What to do >> Beginning at the line containing "Guideline: for every instance of the brick" and continuing to the end of the records below, give each line again exactly as it stands, and only those lines.

Data >>

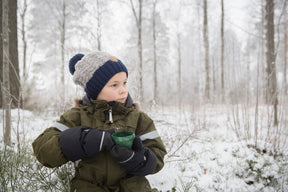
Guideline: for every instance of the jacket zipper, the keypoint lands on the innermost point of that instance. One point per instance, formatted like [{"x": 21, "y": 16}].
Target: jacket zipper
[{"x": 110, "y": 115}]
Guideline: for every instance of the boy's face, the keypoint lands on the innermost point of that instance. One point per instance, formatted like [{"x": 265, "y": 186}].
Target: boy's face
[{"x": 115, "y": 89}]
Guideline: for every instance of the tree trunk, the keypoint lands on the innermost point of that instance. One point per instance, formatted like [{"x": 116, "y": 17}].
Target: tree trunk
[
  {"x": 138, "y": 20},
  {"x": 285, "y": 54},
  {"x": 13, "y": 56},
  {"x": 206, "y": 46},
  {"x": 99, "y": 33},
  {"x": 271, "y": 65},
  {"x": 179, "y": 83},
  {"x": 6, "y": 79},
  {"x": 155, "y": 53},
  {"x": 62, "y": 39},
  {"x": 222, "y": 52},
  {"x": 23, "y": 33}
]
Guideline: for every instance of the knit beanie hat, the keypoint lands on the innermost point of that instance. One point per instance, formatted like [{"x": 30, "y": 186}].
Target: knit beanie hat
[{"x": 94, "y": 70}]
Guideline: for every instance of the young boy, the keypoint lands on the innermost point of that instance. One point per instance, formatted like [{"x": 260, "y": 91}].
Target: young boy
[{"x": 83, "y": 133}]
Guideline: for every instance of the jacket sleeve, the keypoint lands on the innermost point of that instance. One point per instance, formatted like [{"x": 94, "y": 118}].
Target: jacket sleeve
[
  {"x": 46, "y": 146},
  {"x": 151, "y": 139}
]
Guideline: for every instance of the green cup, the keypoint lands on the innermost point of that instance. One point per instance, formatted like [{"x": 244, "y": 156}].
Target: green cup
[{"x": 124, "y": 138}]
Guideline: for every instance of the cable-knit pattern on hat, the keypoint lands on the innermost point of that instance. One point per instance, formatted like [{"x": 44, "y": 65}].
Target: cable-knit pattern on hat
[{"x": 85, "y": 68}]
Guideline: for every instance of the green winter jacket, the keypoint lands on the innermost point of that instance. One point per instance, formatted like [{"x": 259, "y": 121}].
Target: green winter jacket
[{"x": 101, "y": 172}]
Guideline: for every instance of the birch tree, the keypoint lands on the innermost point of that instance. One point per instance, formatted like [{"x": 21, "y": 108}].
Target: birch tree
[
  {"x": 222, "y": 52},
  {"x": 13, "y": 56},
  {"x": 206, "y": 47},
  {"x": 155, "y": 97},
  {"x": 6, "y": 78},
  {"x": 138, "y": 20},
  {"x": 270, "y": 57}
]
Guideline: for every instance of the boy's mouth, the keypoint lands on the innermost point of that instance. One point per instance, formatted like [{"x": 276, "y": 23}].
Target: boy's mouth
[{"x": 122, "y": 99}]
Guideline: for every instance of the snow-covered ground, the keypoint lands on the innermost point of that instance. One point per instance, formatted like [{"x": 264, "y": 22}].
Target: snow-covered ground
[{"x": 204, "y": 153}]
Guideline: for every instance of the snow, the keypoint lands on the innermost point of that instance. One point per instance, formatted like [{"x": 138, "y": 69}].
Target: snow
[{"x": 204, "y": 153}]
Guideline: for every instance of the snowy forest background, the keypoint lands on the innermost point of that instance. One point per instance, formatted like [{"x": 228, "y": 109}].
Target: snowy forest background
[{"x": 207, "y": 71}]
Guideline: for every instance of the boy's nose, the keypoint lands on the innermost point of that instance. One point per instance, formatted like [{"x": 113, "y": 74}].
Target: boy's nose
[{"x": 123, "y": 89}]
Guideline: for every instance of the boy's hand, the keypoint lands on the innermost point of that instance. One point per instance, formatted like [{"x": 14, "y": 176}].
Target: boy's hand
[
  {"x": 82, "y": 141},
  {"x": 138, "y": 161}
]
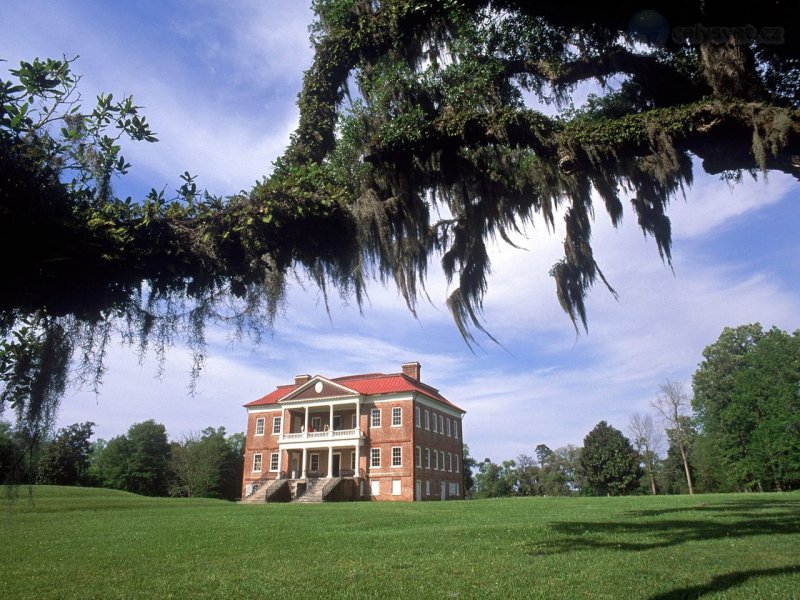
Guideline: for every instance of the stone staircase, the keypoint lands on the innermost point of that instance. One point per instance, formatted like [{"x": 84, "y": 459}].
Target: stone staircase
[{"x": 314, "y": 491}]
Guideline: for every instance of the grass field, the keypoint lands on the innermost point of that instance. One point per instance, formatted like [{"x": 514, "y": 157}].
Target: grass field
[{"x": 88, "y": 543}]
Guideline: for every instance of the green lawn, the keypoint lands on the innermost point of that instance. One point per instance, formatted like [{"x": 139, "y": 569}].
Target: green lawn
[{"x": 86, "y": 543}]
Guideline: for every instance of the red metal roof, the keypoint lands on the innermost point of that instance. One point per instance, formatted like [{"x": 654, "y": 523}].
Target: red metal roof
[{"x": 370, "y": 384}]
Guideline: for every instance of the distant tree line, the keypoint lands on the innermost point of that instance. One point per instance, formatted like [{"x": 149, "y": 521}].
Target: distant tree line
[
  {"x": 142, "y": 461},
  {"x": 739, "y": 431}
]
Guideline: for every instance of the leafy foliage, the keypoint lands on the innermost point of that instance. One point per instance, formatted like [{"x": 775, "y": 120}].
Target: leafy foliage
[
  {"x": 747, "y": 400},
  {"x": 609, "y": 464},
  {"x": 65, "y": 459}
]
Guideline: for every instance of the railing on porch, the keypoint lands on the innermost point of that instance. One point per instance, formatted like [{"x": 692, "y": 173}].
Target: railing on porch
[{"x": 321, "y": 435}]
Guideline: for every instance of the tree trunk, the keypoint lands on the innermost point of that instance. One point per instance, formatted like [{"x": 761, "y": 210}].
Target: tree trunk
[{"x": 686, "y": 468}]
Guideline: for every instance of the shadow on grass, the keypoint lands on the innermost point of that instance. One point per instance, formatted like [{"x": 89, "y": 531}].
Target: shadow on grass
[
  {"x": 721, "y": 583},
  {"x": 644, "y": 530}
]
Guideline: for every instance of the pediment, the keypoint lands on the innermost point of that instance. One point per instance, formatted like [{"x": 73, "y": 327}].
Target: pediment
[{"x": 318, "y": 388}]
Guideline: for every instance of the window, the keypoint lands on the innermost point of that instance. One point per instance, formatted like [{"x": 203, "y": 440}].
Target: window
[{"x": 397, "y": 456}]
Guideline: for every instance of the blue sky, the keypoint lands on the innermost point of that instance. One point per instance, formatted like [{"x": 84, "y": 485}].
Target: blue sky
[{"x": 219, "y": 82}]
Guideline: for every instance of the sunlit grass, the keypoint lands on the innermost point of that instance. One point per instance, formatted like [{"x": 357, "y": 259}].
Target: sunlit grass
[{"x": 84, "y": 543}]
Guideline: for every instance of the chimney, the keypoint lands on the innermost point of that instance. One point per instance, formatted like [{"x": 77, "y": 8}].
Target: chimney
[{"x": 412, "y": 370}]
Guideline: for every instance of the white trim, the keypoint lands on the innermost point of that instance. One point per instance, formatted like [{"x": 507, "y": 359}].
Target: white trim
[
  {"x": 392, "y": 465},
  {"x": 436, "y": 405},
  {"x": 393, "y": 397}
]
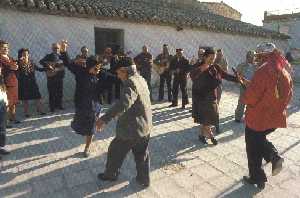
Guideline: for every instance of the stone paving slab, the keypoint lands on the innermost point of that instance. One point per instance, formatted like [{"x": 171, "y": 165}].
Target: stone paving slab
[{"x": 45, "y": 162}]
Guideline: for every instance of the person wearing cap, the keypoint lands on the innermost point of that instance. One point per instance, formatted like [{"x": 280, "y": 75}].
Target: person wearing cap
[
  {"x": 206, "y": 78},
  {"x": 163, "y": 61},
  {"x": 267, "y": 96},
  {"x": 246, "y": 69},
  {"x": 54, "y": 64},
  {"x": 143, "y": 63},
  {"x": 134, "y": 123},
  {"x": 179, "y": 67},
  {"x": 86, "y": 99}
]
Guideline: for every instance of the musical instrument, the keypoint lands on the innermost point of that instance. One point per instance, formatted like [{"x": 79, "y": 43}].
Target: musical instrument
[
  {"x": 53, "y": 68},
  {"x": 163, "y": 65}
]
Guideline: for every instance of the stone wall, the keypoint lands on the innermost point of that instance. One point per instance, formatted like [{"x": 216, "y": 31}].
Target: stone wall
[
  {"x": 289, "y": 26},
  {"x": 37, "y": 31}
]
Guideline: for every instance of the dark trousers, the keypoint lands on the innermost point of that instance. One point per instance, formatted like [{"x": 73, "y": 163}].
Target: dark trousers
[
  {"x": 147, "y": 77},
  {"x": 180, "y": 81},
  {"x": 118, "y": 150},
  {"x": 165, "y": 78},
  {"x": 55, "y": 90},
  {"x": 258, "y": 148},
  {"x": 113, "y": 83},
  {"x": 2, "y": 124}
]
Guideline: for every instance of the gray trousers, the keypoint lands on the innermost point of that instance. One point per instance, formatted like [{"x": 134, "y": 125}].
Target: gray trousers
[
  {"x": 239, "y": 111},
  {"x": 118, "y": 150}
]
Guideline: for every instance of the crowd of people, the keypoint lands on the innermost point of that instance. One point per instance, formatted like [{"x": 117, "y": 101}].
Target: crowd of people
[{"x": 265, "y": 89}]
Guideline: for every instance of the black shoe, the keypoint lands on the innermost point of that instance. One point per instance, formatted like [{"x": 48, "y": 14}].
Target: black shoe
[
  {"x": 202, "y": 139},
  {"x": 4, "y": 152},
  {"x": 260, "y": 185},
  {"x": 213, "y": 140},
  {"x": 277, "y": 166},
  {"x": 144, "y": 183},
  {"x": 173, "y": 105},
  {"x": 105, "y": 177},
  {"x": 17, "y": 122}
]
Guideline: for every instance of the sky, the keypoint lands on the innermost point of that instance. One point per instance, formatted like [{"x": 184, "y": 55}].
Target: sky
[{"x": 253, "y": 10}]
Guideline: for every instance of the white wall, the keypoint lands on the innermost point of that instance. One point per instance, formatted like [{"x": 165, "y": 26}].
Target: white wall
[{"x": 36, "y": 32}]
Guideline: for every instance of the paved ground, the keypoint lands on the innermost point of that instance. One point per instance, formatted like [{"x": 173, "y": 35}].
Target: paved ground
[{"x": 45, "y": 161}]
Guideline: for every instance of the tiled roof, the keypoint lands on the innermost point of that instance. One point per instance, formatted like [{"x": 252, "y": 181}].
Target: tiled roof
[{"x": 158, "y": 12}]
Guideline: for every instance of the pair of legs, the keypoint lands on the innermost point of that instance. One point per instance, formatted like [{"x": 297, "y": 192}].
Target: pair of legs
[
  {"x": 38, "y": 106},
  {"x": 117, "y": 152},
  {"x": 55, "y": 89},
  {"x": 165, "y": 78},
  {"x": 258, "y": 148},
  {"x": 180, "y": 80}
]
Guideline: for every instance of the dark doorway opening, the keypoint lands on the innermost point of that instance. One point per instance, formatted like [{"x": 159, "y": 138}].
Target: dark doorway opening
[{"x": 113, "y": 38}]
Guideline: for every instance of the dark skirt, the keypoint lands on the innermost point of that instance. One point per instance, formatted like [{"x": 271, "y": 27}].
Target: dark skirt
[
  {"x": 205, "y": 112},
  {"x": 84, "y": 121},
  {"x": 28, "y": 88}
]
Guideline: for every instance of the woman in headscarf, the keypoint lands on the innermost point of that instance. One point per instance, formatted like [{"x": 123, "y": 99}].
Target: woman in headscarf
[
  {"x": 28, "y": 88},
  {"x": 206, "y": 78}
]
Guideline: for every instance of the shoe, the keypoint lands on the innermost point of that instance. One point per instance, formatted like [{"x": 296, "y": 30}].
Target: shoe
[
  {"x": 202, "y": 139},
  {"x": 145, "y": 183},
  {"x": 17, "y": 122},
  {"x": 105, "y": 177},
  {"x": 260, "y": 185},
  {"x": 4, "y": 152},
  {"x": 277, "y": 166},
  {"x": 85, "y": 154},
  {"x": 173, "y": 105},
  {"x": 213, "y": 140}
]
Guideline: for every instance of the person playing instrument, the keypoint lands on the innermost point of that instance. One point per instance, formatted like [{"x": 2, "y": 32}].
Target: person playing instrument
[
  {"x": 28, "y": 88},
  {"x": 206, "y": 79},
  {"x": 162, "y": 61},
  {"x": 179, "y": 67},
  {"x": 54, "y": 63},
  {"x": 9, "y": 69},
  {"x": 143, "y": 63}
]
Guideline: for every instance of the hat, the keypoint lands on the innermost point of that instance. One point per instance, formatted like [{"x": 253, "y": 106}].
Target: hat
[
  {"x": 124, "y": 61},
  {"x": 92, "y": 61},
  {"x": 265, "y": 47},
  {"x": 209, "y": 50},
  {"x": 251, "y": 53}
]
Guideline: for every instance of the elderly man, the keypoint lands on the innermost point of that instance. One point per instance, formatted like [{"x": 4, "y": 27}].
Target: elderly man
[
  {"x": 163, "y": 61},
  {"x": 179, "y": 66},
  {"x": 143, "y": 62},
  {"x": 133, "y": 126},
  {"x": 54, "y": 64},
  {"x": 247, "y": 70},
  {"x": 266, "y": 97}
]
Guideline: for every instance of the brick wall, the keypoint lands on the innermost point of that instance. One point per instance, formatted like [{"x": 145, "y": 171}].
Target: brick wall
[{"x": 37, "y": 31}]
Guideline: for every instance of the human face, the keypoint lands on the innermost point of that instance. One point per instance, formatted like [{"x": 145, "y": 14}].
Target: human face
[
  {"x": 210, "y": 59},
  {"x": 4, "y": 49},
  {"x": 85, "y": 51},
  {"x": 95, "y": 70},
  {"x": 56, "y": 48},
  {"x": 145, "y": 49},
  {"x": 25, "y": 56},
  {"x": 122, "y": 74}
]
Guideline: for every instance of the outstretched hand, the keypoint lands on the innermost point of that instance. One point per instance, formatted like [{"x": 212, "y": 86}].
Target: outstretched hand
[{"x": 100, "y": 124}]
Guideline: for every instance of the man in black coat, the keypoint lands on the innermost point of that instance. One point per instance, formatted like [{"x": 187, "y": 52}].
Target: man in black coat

Final result >>
Guideline: for every instance of the brick wall, the keypoint lands on the innermost point of that instance. One point per instance, formatted like [{"x": 145, "y": 171}].
Target: brick wall
[{"x": 37, "y": 31}]
Guideline: for every instance of the human face, the keypoint lands on the innermost point of that instance. One point per instance, formatted like [{"x": 145, "y": 14}].
Target: human face
[
  {"x": 210, "y": 59},
  {"x": 4, "y": 49},
  {"x": 85, "y": 51},
  {"x": 95, "y": 70},
  {"x": 56, "y": 48},
  {"x": 145, "y": 49},
  {"x": 25, "y": 56},
  {"x": 122, "y": 74}
]
Guideline: for every instance of the outstretched hand, the keypoint lands on the innermost point of that instance. One point per instance, formatted like [{"x": 212, "y": 86}].
Target: outstretched hand
[{"x": 100, "y": 124}]
Guideline: for every instance of the man in black coat, the keypoint lands on the innermost point of that instance. One point per instance, formatted like [{"x": 187, "y": 52}].
Target: man in black coat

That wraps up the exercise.